— START Record set —

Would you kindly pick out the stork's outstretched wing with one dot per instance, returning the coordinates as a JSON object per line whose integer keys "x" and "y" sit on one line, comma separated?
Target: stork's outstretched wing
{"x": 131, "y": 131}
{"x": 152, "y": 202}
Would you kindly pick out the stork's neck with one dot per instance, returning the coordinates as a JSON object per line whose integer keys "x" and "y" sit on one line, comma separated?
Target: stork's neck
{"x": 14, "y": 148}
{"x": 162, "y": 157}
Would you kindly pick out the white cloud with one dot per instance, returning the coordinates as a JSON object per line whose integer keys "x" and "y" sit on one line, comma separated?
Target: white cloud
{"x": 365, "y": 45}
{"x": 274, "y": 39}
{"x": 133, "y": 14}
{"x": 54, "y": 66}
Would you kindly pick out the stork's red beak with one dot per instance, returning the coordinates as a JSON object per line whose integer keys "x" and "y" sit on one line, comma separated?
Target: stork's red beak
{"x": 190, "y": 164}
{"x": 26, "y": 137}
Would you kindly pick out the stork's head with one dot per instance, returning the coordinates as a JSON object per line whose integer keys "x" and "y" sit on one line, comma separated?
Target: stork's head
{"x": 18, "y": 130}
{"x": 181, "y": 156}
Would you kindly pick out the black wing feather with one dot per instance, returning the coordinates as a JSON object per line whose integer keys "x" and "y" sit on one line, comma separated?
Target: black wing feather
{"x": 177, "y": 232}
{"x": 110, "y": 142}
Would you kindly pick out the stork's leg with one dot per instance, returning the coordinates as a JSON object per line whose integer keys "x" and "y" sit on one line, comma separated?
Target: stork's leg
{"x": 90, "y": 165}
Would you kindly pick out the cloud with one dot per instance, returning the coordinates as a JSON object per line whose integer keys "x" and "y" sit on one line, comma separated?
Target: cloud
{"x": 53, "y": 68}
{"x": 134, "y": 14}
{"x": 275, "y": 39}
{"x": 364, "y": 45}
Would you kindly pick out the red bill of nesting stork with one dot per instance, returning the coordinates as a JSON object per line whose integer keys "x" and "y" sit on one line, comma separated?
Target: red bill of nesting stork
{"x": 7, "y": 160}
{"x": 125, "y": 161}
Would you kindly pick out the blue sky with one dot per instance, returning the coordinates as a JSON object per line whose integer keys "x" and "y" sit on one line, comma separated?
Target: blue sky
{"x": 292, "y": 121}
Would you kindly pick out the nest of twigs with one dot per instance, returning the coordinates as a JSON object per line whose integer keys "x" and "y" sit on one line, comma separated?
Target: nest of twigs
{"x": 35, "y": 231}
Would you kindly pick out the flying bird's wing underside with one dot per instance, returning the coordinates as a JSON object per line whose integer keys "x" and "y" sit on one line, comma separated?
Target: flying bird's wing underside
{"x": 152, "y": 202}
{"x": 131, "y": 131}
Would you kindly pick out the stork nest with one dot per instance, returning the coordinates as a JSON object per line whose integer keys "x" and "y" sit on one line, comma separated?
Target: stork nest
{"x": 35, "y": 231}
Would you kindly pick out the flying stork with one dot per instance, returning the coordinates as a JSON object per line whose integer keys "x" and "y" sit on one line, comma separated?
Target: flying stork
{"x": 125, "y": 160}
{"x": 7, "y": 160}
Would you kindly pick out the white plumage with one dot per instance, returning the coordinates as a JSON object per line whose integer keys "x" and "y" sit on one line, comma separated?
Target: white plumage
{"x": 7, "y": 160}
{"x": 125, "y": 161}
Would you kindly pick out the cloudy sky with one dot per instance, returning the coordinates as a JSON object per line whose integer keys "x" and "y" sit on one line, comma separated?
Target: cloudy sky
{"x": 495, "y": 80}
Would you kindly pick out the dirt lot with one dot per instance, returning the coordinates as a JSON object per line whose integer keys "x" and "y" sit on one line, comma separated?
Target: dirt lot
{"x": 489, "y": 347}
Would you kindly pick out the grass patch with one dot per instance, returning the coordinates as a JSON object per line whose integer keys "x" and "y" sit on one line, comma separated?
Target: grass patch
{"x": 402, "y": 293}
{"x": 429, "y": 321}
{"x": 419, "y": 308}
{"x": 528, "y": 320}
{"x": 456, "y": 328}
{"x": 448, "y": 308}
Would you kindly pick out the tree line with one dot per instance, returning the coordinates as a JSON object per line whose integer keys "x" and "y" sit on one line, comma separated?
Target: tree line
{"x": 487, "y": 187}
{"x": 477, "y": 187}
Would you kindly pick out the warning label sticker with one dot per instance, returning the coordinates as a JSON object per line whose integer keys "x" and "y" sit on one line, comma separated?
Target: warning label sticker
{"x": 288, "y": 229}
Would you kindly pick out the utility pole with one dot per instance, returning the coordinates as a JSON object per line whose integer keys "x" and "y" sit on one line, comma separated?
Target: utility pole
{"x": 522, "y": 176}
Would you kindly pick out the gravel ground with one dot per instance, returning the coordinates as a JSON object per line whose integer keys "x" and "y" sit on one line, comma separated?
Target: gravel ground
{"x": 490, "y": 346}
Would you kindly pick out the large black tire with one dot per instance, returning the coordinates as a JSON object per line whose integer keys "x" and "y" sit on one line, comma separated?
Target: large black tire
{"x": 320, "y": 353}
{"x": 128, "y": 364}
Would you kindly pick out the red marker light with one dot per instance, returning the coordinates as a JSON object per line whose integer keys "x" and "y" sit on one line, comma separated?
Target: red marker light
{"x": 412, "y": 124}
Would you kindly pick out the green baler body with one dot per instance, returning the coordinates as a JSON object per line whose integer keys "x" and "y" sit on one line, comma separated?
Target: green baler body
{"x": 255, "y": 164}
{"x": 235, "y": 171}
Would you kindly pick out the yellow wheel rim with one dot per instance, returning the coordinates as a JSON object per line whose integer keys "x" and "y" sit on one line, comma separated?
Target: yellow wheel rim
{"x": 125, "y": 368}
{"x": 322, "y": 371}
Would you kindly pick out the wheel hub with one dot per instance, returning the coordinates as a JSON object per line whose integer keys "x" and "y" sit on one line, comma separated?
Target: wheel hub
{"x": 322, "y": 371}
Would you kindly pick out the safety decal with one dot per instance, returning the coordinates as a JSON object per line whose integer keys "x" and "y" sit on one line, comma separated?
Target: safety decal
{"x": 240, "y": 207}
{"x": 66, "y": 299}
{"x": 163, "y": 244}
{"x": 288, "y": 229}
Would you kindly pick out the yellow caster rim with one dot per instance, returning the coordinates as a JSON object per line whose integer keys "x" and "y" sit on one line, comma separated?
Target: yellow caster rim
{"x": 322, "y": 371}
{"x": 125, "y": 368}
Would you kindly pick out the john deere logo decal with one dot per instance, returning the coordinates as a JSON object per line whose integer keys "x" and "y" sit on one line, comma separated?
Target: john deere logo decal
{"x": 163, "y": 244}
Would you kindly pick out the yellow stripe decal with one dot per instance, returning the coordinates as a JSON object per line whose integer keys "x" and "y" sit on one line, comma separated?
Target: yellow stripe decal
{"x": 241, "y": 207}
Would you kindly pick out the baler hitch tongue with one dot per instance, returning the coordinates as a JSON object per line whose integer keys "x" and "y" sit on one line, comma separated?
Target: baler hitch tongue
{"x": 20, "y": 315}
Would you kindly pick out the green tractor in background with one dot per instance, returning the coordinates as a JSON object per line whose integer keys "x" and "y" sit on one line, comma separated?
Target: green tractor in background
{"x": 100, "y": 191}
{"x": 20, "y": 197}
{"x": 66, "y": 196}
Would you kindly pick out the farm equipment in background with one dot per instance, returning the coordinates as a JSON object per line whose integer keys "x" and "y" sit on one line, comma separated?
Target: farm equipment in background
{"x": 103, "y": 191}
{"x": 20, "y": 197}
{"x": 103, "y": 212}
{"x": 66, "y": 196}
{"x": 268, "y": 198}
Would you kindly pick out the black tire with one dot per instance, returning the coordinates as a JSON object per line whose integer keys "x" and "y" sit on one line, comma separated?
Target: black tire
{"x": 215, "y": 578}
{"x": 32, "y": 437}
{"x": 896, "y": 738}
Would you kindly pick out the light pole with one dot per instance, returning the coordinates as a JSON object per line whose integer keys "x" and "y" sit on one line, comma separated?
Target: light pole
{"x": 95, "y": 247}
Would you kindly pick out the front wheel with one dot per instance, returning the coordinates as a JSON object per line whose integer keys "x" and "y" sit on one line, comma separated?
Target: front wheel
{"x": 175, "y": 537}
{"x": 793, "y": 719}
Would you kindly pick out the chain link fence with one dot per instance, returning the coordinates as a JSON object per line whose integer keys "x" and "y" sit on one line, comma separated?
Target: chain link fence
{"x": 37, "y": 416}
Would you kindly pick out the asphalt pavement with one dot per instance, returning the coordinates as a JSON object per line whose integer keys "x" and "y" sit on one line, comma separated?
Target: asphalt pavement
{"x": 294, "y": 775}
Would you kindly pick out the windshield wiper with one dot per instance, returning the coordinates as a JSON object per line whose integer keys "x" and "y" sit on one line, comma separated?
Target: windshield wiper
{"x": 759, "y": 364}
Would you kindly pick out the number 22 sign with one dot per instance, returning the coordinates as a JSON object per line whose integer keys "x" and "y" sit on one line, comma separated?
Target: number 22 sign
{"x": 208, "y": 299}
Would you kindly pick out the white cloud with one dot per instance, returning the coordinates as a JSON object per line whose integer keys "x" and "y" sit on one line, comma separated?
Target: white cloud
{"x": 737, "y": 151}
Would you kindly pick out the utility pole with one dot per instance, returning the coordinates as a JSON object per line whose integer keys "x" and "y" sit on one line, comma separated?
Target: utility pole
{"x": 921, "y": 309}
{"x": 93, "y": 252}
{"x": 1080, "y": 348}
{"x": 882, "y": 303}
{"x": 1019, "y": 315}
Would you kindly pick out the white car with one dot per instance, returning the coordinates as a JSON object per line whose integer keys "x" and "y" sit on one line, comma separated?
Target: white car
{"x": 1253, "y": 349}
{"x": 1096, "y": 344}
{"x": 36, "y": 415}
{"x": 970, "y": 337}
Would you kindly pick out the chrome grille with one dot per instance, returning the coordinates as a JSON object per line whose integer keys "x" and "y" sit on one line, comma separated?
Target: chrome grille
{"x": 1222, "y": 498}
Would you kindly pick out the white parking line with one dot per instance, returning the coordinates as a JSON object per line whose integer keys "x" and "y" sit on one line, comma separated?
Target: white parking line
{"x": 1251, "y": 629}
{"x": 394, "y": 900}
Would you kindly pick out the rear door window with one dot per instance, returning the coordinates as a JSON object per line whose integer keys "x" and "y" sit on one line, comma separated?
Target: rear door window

— END Record set —

_Set task_
Every line from the one containing "Would you kindly pick out the white car" through the end of the entries above must be echoed exactly, with both ends kept.

_Problem solution_
Would you kindly pick out the white car with one dot per instance, returning the coordinates as a JSON object per line whose integer keys "x" and "y" sit on one line, comma separated?
Target: white car
{"x": 1253, "y": 349}
{"x": 1096, "y": 344}
{"x": 36, "y": 415}
{"x": 970, "y": 337}
Would you kindly pick out the chrome grille with one dot per instance, returning the coordinates as a JSON object per line whose integer keys "x" and "y" sit on one line, comma separated?
Target: chrome grille
{"x": 1222, "y": 498}
Would you kindly pick out the white parking line with one dot per instance, returning the coordinates as a JSON object per line whose integer keys "x" and "y" sit on one line, comma separated?
Target: white parking line
{"x": 1251, "y": 629}
{"x": 394, "y": 900}
Would you kindly pick out the rear door window with one dot per instance, returning the coordinates as a JSON object per line whose integer keys "x" and "y" sit on one line, comma separated?
Target: rear door window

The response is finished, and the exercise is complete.